(What is required):
Of all the lines in the entries below, give again exactly those starting at the line containing "Target: window sill" and ending at the line containing "Pick out the wood floor", both ends included, and no others.

(Task data):
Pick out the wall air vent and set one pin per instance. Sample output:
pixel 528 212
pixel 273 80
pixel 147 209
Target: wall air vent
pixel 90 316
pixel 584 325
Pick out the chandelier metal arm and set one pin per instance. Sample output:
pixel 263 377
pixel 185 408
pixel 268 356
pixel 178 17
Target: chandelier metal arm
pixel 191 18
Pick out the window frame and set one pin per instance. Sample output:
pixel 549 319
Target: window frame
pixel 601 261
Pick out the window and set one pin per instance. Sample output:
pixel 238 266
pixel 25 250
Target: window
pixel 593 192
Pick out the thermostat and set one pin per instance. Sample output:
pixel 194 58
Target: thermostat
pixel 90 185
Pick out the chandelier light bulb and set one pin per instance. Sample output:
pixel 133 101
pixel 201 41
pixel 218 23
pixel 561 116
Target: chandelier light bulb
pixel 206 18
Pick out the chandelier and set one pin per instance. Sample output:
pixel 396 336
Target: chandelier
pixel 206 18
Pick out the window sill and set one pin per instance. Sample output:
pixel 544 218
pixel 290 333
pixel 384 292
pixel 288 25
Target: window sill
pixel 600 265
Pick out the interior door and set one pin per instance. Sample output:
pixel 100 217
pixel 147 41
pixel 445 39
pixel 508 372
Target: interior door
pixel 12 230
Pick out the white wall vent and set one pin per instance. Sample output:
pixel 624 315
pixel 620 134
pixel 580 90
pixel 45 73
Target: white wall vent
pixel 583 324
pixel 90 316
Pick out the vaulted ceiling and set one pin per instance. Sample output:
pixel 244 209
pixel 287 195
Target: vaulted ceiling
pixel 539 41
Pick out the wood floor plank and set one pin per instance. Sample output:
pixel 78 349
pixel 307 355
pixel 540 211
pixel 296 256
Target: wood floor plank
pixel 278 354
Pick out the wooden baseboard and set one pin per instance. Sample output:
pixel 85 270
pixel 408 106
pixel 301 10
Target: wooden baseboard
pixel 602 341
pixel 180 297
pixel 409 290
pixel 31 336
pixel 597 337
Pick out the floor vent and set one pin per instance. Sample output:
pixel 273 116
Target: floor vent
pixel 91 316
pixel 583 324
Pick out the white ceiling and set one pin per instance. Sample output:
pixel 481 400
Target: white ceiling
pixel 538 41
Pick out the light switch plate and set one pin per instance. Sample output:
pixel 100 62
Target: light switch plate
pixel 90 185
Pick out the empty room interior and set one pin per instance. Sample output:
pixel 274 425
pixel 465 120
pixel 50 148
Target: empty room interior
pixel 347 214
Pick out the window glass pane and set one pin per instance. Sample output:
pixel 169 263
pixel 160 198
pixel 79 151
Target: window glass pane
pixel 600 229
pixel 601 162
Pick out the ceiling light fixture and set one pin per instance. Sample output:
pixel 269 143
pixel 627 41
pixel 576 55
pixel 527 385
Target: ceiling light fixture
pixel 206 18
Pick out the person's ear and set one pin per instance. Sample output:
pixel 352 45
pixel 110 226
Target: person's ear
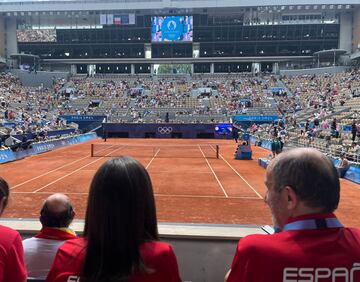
pixel 73 214
pixel 291 198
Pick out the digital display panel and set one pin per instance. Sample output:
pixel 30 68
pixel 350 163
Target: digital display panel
pixel 172 29
pixel 36 35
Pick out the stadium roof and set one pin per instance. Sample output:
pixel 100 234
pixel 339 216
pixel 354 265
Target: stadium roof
pixel 187 5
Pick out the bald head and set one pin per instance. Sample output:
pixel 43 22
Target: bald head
pixel 57 211
pixel 310 174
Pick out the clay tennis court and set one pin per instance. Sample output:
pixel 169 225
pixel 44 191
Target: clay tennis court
pixel 191 185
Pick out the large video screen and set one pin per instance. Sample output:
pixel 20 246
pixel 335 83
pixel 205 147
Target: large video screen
pixel 172 29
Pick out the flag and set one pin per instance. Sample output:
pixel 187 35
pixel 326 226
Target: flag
pixel 117 20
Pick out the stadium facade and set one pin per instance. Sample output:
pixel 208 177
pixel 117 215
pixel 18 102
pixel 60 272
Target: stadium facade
pixel 211 36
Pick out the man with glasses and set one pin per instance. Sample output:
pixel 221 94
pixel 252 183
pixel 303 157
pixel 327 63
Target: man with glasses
pixel 303 191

(Answer to the problem):
Target: window sill
pixel 600 265
Pick out the interior door and set one pin per instance. Sample output:
pixel 100 217
pixel 147 41
pixel 445 39
pixel 508 372
Target: interior door
pixel 12 230
Pick out the white wall vent and set one pin per instance. Sample output:
pixel 624 315
pixel 620 134
pixel 580 90
pixel 45 73
Target: white wall vent
pixel 583 324
pixel 90 316
Pick out the vaulted ceiling and set one pin per instance. Sample output:
pixel 244 209
pixel 287 195
Target: vaulted ceiling
pixel 539 41
Pick out the wood floor plank and set one pin per instance. Sample output:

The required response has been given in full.